◆ PROBLEM STATEMENT
Render the records as a Markdown table with columns Row and Content, numbering each row and omitting blank lines. Begin at the first line of the records and stop after the line that contains "293), (592, 325)]".
* Start *
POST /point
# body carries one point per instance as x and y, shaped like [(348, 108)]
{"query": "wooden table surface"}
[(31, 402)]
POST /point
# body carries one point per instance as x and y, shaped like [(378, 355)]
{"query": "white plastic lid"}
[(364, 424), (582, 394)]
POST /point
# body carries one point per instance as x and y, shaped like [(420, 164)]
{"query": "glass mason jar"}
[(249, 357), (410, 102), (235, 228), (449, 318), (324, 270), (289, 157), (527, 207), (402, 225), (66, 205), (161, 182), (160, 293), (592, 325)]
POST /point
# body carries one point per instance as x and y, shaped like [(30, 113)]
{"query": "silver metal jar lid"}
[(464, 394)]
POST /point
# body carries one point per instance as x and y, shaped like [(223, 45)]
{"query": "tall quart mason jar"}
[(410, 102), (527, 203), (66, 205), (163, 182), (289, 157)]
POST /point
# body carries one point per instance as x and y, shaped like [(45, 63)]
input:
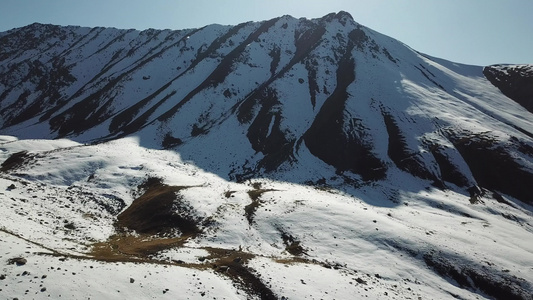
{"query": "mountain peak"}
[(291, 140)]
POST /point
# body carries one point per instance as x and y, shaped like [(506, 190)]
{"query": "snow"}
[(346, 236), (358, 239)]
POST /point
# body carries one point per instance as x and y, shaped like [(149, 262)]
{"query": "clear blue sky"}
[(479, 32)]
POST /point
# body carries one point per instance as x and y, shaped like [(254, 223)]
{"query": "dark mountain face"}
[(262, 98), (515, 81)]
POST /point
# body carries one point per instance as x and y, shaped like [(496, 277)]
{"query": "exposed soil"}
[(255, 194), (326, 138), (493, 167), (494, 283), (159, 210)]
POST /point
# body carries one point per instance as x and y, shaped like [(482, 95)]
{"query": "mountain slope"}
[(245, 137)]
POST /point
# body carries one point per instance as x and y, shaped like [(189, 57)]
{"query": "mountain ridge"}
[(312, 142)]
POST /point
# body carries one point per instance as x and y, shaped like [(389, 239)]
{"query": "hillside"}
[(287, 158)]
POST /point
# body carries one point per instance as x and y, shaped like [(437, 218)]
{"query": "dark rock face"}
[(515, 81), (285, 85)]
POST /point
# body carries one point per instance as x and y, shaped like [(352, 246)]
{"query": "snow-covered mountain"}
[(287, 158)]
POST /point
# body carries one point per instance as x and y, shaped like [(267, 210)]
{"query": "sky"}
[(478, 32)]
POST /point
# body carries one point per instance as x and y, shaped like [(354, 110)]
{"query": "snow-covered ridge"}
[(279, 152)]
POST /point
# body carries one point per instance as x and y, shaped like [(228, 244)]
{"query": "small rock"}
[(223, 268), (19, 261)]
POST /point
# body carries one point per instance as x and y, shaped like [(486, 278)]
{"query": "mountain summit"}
* End *
◆ EXPECTED OUTPUT
| Row | Content |
|---|---|
| 1 | POST /point |
| 2 | # body carries one point per instance as x and y, shaped like [(348, 108)] |
| 3 | {"query": "wooden table surface"} |
| 4 | [(31, 402)] |
| 5 | POST /point |
| 6 | # body carries one point per instance as x and y, shaped like [(378, 355)] |
| 7 | {"query": "white plastic lid"} |
| 8 | [(364, 424), (582, 394)] |
| 9 | POST /point |
| 10 | # body carries one point per instance as x and y, shaped like [(420, 164)] |
| 11 | {"query": "glass mason jar"} |
| 12 | [(249, 357), (410, 102), (235, 228), (449, 318), (324, 270), (289, 157), (527, 207), (402, 225), (66, 205), (161, 182), (160, 293), (592, 325)] |